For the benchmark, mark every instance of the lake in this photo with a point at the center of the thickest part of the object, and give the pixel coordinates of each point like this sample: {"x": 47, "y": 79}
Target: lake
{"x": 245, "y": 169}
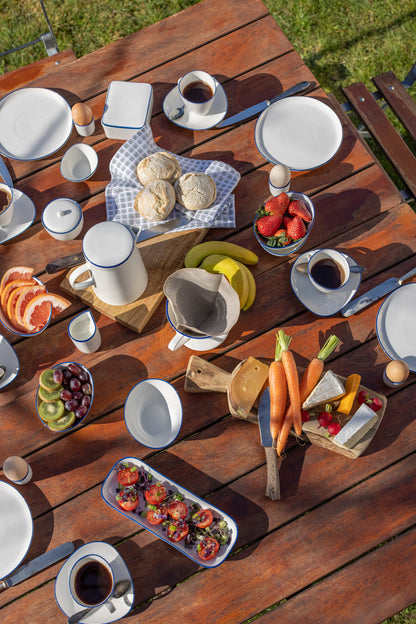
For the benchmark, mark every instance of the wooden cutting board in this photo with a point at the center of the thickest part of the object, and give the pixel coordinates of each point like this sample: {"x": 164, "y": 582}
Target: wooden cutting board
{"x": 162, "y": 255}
...
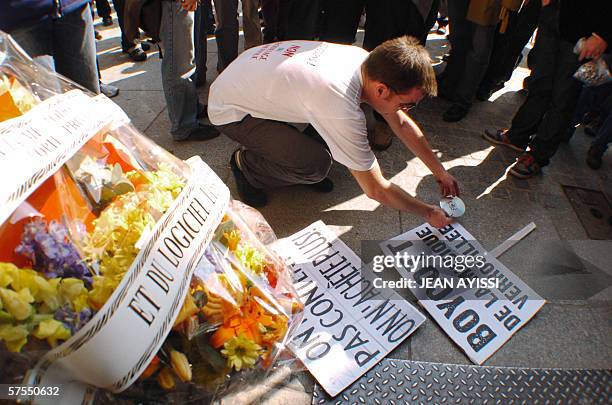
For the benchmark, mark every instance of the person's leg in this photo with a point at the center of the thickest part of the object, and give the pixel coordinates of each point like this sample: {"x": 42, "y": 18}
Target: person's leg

> _Your task_:
Please pick out every line of the listing above that contains the word "photo", and copy each one in full.

> _Reply to the task_:
For the benchmark, mark every instance of the lake in this photo with a point at the center of the thickest part of the object, and give the pixel coordinates of each point like this sample: {"x": 47, "y": 79}
For the benchmark, mark every instance of the wooden cutting board in this photo with a point at the center of the thickest part of the object, and give the pixel coordinates of each point like this sample: {"x": 164, "y": 582}
For the benchmark, mark every instance of the person's leg in this photo with a point at the center of the thickest part of the object, and give the pixel coordinates of each point like this sample: {"x": 42, "y": 18}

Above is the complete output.